本文:

夜行列車の想い出

現在ではサンライズ以外廃止になった定期夜行列車だけど過去の夜行列車・想い出乗車レポートと夜行列車に纏わる懐かしい夜行列車ブログです(1975年以降から)

寝台特急 出雲1号(Bネ)

1997年12月24日(水曜日)、 言わずと知れたクリスマスイブであるがあと15分で17時定時となる時に1本の電話がかかってきて急遽、島根県出雲市へ出張になってしまった。今日は早く帰宅して家で家族とクリスマスを行うべく、早く帰宅するつもりであったのである。家では嫁がクリスマスの夕べの料理にケーキが待っているのにいくら夜行列車が好きでも流石に堪える(苦笑)。羽田空港からの出雲市空港行きは最終フライトが17:40発の日本エアシステム279便には今から急いで行っても最終搭乗チェックイン時刻までに間に合わない公算が強く、寝台特急「出雲1号」しか残されてない。

 

のぞみ25号(17:52⇒21:08)・スーパーやくも29号(21:21⇒0:06)乗り継ぎという手もあるけど御免被りたい。無事寝台特急利用の出張許可も下りて出張準備も整い、最後に自宅に電話してこれから出張なので帰宅できない点とイブは子供と二人で楽しむ旨を伝えてからこれから街へ繰り出す独身社員や帰宅の帰途に就く既婚者社員とは全く別に自分はややムッとして東京駅へ向かった。みどりの窓口で今夜の出雲1号の禁煙B寝台で人が少ない区画を探してもらい、7号車の下段と乗車券をViewカードで購入して夕飯のチキン弁当と道中寿司(助六寿司)を購入してから改札に入った。

[データ収集の記録]
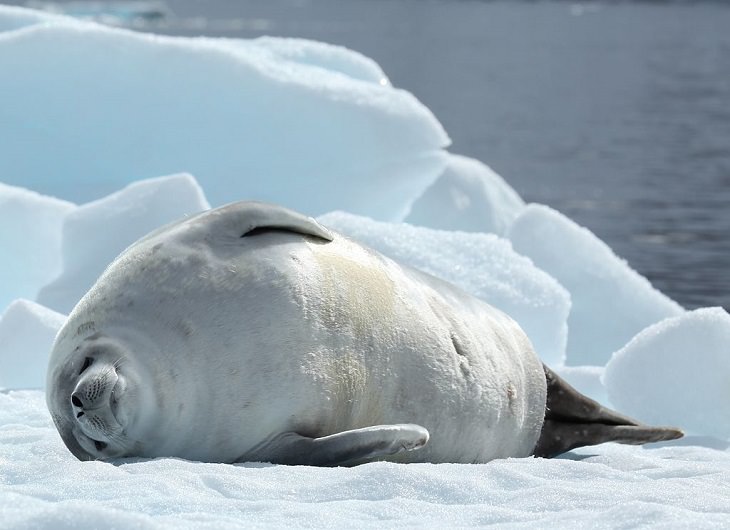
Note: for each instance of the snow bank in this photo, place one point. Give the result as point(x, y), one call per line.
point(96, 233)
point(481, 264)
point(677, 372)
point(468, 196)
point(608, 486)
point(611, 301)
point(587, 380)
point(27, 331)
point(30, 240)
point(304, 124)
--
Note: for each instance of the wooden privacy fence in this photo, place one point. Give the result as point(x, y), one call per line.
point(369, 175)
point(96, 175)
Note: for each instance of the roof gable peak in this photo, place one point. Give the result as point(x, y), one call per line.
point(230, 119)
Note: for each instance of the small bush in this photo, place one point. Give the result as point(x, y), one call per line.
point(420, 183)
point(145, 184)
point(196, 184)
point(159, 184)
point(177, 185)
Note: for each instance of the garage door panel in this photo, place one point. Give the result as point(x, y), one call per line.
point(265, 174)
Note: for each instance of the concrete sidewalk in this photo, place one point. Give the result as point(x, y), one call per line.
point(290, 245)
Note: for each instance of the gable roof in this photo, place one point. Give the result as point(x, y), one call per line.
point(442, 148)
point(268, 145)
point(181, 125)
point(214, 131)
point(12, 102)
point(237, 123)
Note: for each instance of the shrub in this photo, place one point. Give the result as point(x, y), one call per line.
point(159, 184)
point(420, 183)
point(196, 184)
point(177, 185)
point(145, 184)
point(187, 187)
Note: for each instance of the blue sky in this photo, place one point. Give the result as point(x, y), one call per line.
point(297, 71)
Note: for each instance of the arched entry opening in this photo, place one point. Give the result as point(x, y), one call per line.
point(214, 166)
--
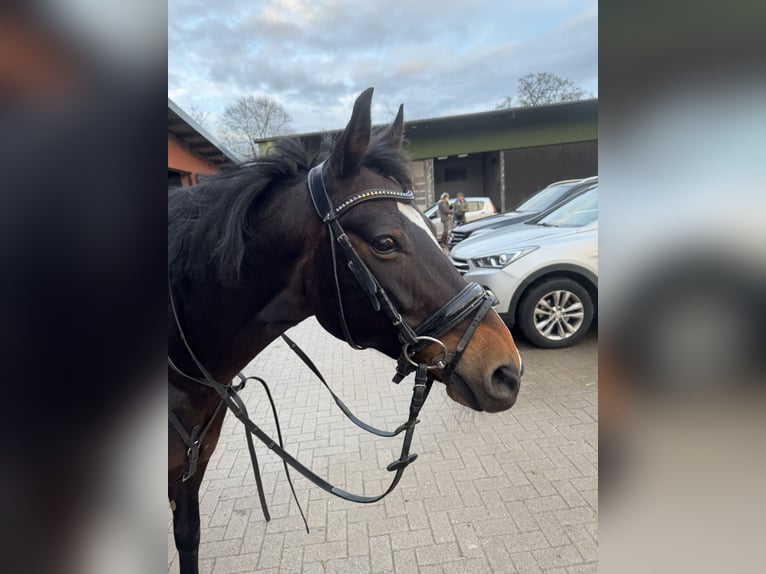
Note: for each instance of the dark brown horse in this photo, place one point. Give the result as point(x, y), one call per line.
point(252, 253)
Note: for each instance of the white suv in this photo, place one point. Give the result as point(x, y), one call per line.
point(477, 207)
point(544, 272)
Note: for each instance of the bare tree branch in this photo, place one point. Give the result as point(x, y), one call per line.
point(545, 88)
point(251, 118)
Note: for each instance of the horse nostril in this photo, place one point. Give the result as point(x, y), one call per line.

課題:
[1] 出雲1号の乗車記から、「寝台特急 出雲1号(Bネ)」から「出雲1号」しか残されてない。」までをそのまま書き写すこと。
[2] 出雲1号の乗車記を、最後の文の後から書き進めること。
これらの資料は使わなくてよい。

課題ごとの結果:
[1]
寝台特急 出雲1号(Bネ)

1997年12月24日(水曜日)、 言わずと知れたクリスマスイブであるがあと15分で17時定時となる時に1本の電話がかかってきて急遽、島根県出雲市へ出張になってしまった。今日は早く帰宅して家で家族とクリスマスを行うべく、早く帰宅するつもりであったのである。家では嫁がクリスマスの夕べの料理にケーキが待っているのにいくら夜行列車が好きでも流石に堪える(苦笑)。羽田空港からの出雲市空港行きは最終フライトが17:40発の日本エアシステム279便には今から急いで行っても最終搭乗チェックイン時刻までに間に合わない公算が強く、寝台特急「出雲1号」しか残されてない。

[2]
 

東京駅10番線ホームに上がると「はやぶさ」出たばがりで18:25に乗車する寝台特急「出雲1号」が入線すると7号車はオハネ25-224で指定された12番下段に鞄と弁当を置いて先頭に行くと出雲のHMを付けた田端運転所のEF65-1116でホーム売店で缶ビールを2本購入してから7号車に戻る。クリスマスイブに夜行列車に乗るのは初めてではないが、かつて家内と北斗星に乗った事があるけど出張で乗るのは人生初の経験である。何の因果かしれないけどヤレヤレだ。東京駅を18:34に発車すると有楽町や新橋のオフィスビルの明かりを見ながら車窓を眺めていると山下達郎のクリスマスイブが聞こえて来そうだ。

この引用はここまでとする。